• Directions for this task: Starting with the line that contains "is: silver car" and going on through the line that contains "[593,360,710,515]", format those lines from the entries below as a Markdown table with a Row column for the row number and a Line column for the line itself. Leave out any blank lines.

• Records for the task:

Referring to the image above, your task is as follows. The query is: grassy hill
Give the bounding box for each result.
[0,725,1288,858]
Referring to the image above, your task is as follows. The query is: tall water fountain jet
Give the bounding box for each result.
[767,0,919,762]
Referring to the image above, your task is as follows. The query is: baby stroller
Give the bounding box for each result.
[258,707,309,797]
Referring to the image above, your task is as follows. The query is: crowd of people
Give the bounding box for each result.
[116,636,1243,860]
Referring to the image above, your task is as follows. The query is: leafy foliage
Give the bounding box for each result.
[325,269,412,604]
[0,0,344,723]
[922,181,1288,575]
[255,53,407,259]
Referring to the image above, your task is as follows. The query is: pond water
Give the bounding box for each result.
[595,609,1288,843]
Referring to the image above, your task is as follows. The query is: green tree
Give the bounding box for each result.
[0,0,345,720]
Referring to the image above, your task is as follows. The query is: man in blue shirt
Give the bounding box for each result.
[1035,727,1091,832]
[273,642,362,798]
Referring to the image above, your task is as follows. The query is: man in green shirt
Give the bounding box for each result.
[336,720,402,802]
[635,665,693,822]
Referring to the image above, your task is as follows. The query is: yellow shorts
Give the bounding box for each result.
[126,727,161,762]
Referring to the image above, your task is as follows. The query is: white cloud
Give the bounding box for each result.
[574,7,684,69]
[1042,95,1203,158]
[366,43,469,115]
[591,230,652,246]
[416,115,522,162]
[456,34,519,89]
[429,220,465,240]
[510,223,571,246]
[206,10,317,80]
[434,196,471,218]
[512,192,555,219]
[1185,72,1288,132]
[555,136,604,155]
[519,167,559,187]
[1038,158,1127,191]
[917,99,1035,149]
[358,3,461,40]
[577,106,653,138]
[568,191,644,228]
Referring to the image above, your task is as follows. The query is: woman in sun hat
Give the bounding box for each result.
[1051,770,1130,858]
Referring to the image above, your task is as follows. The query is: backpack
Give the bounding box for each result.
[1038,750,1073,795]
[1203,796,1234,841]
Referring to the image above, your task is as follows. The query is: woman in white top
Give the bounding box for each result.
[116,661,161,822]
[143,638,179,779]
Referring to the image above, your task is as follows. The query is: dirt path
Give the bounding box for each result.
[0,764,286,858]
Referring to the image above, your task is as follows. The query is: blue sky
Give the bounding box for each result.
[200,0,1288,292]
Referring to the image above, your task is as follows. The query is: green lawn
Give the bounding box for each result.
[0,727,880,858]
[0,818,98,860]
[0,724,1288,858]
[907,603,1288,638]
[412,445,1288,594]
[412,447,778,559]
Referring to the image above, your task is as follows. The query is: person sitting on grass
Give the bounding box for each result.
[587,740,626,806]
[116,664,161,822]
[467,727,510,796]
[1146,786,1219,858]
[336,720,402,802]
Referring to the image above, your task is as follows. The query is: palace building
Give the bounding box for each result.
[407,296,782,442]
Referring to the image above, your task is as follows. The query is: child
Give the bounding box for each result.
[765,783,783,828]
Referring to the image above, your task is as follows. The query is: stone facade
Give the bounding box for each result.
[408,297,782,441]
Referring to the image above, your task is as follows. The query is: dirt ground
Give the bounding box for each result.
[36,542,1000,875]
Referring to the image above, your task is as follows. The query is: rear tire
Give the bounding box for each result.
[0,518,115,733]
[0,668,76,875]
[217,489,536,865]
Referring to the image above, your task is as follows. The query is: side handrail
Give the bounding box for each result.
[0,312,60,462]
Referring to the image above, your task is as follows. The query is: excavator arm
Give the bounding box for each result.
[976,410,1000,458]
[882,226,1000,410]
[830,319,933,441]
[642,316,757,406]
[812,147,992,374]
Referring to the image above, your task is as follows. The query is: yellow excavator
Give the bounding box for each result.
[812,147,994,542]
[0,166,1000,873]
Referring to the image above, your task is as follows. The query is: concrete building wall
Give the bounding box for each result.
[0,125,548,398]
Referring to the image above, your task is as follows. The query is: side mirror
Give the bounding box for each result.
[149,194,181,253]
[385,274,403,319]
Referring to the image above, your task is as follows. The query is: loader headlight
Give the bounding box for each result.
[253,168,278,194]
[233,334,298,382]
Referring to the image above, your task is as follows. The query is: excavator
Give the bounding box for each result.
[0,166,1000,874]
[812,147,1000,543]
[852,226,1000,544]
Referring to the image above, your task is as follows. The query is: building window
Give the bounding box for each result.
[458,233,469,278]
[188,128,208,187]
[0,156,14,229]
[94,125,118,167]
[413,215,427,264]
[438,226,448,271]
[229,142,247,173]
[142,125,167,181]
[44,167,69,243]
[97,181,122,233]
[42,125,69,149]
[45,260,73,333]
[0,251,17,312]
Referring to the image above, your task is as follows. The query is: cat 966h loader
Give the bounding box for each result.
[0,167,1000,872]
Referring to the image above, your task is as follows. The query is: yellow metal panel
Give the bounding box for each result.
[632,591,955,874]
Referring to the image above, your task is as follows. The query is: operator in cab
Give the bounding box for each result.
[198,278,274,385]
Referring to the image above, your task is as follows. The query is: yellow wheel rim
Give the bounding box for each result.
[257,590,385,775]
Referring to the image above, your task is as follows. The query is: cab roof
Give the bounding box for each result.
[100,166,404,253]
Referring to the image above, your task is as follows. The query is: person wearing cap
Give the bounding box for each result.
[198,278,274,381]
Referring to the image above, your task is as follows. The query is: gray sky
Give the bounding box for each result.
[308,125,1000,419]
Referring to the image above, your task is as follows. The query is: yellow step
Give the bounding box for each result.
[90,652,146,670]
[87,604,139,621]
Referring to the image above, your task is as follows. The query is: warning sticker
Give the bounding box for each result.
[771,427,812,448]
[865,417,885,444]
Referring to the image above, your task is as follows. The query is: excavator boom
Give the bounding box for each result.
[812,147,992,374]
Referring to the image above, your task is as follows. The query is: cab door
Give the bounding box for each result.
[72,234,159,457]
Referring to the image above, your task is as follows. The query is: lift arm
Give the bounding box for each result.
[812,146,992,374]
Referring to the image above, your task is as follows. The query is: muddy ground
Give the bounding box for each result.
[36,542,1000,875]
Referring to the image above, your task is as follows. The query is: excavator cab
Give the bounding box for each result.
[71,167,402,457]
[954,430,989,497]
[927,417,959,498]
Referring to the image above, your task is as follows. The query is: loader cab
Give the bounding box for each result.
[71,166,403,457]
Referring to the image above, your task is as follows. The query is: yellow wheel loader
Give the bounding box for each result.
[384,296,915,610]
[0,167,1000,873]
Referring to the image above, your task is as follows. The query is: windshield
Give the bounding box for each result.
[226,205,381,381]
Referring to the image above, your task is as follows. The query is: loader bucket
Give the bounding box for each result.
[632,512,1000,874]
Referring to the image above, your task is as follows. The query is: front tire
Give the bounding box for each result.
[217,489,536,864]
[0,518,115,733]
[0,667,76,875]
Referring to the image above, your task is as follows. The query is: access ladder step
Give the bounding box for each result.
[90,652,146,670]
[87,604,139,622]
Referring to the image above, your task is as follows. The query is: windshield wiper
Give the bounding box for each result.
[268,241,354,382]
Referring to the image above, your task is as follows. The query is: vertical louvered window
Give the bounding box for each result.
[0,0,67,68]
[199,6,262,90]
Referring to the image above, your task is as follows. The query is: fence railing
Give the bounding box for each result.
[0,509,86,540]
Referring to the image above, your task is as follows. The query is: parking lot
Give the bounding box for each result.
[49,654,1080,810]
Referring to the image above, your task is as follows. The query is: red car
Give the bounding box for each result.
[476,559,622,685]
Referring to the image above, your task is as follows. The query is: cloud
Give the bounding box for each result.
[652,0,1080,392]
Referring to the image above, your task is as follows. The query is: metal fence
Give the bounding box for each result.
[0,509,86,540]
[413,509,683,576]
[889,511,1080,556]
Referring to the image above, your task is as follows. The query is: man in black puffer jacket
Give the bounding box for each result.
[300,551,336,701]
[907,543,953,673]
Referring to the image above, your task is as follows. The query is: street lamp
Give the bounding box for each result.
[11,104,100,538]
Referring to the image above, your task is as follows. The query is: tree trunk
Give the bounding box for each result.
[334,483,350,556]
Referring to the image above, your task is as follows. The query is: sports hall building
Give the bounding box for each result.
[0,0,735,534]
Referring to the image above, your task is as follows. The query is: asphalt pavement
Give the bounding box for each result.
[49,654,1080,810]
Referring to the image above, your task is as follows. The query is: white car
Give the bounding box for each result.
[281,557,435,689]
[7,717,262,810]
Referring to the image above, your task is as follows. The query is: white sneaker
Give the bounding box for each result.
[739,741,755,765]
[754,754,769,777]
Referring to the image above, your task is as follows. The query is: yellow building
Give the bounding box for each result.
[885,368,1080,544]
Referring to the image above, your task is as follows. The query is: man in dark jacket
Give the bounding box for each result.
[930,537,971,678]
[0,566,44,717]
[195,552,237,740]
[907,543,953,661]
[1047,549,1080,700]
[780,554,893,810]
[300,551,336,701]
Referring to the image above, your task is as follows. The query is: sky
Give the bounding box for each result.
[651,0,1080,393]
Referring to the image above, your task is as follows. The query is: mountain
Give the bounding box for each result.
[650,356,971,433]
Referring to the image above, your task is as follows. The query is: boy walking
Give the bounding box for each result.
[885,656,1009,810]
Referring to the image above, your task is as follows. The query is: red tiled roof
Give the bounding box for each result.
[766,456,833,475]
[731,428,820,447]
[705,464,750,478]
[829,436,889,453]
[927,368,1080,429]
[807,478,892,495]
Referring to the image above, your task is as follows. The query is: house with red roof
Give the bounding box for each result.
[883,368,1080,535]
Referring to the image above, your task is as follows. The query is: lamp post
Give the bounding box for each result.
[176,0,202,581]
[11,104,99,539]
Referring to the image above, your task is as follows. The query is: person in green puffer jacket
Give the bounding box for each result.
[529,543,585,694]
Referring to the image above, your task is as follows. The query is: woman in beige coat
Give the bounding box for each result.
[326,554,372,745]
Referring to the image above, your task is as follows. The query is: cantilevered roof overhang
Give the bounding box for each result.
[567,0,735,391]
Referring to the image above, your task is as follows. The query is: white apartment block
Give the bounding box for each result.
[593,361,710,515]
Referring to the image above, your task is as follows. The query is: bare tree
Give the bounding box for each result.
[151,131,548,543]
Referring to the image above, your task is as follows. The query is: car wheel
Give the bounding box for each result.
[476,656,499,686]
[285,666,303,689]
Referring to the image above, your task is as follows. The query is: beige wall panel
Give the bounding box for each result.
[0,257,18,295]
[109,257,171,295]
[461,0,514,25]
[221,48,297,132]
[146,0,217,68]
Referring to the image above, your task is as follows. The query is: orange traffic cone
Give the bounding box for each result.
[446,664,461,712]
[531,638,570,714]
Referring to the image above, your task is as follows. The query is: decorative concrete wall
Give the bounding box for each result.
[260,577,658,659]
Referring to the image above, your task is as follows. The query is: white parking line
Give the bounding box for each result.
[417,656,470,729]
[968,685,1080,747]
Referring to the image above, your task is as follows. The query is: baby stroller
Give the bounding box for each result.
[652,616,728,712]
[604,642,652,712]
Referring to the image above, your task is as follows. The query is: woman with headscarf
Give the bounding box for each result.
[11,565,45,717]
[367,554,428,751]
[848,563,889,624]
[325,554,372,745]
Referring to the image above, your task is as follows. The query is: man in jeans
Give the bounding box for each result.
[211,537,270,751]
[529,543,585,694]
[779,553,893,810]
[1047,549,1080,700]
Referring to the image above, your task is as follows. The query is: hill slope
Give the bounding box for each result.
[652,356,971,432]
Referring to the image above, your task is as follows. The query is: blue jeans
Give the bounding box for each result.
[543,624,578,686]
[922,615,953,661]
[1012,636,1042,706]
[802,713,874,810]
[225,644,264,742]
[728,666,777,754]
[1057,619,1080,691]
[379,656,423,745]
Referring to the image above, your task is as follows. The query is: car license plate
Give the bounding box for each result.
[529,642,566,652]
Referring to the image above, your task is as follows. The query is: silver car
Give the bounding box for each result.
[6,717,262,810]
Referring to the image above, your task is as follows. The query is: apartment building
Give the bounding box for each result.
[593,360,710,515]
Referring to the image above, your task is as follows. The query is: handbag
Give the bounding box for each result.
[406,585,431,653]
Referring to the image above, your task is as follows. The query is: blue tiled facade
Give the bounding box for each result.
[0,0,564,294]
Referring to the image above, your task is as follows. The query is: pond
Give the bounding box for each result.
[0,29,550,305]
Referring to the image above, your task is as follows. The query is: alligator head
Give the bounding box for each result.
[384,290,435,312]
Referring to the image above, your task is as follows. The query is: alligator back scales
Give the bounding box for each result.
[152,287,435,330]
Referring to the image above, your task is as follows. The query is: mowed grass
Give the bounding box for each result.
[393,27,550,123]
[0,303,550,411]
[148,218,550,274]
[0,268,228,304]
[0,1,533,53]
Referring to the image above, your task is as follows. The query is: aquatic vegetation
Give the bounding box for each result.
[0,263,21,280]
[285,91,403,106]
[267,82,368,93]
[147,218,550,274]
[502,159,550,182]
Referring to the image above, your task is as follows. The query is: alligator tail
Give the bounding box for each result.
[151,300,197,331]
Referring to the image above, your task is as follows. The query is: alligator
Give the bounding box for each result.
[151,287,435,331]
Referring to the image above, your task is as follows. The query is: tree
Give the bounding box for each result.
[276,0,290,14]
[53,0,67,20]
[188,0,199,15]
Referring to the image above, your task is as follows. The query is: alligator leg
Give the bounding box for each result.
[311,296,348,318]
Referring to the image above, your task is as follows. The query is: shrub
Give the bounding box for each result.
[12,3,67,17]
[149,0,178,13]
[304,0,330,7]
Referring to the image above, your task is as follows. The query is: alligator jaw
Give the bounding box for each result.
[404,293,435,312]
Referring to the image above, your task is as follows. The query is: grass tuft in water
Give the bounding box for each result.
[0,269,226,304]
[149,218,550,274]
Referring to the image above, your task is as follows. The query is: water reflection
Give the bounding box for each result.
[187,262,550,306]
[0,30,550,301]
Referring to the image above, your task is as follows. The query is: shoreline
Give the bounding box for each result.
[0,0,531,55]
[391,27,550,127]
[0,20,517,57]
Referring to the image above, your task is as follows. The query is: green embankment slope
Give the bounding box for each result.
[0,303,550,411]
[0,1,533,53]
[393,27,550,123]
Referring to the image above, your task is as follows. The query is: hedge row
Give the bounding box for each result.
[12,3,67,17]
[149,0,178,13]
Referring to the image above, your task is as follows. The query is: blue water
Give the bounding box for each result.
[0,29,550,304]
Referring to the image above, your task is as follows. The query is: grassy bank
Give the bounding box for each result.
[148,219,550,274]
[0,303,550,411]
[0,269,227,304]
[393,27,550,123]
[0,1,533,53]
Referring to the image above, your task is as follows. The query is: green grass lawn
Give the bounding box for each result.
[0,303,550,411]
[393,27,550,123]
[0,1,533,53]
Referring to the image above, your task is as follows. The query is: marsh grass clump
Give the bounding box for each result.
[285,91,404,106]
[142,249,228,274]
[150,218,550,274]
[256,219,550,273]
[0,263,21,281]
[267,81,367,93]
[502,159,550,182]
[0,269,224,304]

• Exercise solution:
| Row | Line |
|---|---|
| 1 | Referring to the image above, your task is as follows. The query is: silver car |
| 2 | Give the bounding box for each result. |
| 3 | [6,717,262,810] |
| 4 | Referring to the image above, your task is as follows. The query is: apartment building |
| 5 | Give the bounding box for each result. |
| 6 | [593,360,710,515] |